### What the task requires
Output an exact reproduction of the data.

(Position identification records)
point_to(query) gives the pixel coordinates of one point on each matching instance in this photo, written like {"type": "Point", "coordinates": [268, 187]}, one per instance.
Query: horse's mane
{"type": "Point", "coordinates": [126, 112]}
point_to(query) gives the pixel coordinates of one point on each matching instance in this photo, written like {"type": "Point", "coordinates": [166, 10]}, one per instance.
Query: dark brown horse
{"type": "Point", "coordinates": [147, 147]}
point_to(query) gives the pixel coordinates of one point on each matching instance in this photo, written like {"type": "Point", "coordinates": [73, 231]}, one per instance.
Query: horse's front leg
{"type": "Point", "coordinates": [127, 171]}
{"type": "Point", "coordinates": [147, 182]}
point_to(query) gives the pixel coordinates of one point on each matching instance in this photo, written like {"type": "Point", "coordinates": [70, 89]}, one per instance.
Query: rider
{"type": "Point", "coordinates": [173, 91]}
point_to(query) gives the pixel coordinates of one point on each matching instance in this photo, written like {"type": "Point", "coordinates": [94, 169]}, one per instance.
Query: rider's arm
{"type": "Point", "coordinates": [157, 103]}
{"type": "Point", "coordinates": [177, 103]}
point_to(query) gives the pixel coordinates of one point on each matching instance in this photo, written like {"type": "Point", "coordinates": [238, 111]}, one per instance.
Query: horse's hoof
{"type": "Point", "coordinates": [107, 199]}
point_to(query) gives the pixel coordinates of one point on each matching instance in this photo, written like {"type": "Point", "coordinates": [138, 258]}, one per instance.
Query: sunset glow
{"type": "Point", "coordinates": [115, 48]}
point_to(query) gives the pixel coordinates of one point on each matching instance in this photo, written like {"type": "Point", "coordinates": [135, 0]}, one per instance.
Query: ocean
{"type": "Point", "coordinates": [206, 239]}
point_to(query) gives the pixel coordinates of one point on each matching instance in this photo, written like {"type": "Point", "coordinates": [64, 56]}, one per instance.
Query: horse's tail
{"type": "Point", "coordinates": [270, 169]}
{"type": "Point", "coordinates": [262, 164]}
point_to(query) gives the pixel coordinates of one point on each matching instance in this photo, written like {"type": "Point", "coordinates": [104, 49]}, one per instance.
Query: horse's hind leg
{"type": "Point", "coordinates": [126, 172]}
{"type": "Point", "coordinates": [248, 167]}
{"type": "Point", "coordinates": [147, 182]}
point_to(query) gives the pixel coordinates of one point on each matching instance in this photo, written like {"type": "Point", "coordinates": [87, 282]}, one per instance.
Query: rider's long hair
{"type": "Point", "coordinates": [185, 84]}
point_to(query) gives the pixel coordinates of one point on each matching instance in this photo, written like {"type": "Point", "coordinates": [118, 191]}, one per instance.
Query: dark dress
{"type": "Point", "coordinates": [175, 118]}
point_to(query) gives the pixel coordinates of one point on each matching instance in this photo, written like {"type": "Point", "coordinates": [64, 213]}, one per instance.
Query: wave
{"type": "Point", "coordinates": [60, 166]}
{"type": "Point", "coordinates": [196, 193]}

### Written response
point_to(query) gives the pixel coordinates of one point on each matching instance in this photo, written like {"type": "Point", "coordinates": [268, 187]}, one per instance.
Query: horse's mane
{"type": "Point", "coordinates": [126, 112]}
point_to(query) gives the pixel coordinates of one point on each matching instance in this photo, written like {"type": "Point", "coordinates": [166, 10]}, one per instance.
Query: dark brown horse
{"type": "Point", "coordinates": [147, 147]}
point_to(query) gives the pixel coordinates of one point on each matching instance in this photo, written like {"type": "Point", "coordinates": [73, 231]}, one per instance.
Query: horse's front leg
{"type": "Point", "coordinates": [127, 171]}
{"type": "Point", "coordinates": [147, 182]}
point_to(query) gives the pixel coordinates of one point on each matching instance in this photo, written like {"type": "Point", "coordinates": [70, 89]}, one per instance.
Query: rider
{"type": "Point", "coordinates": [173, 91]}
point_to(query) gives the pixel coordinates of one point on each matching instance in this photo, written like {"type": "Point", "coordinates": [94, 169]}, one per instance.
Query: rider's arm
{"type": "Point", "coordinates": [157, 103]}
{"type": "Point", "coordinates": [177, 103]}
point_to(query) gives the pixel coordinates of one point on each matching instance in this photo, written like {"type": "Point", "coordinates": [238, 111]}, one per instance.
Query: horse's hoof
{"type": "Point", "coordinates": [107, 199]}
point_to(query) gives the pixel coordinates of one point on each matching instance in this photo, written like {"type": "Point", "coordinates": [138, 258]}, one per instance.
Query: sunset glow
{"type": "Point", "coordinates": [115, 48]}
point_to(query) gives the pixel coordinates of one point on each matching instance in this photo, written like {"type": "Point", "coordinates": [135, 0]}, one per instance.
Query: ocean
{"type": "Point", "coordinates": [206, 239]}
point_to(query) gives the pixel coordinates of one point on each matching instance in this photo, written like {"type": "Point", "coordinates": [64, 56]}, one per instance.
Query: horse's tail
{"type": "Point", "coordinates": [270, 169]}
{"type": "Point", "coordinates": [262, 164]}
point_to(query) gives the pixel coordinates of one point on each matching instance in this photo, written like {"type": "Point", "coordinates": [104, 49]}, one per instance.
Query: horse's hind leg
{"type": "Point", "coordinates": [126, 172]}
{"type": "Point", "coordinates": [248, 167]}
{"type": "Point", "coordinates": [147, 182]}
point_to(query) gives the pixel coordinates of one point on each matching instance in this photo, written like {"type": "Point", "coordinates": [87, 282]}, one per instance.
Query: rider's long hair
{"type": "Point", "coordinates": [185, 84]}
point_to(query) gives the pixel coordinates of one point on each matching instance in this photo, written like {"type": "Point", "coordinates": [118, 191]}, one per instance.
Query: dark dress
{"type": "Point", "coordinates": [175, 118]}
point_to(query) gives the pixel coordinates of one point on each matching instance in this photo, written like {"type": "Point", "coordinates": [64, 213]}, one per instance.
Query: wave
{"type": "Point", "coordinates": [60, 166]}
{"type": "Point", "coordinates": [196, 193]}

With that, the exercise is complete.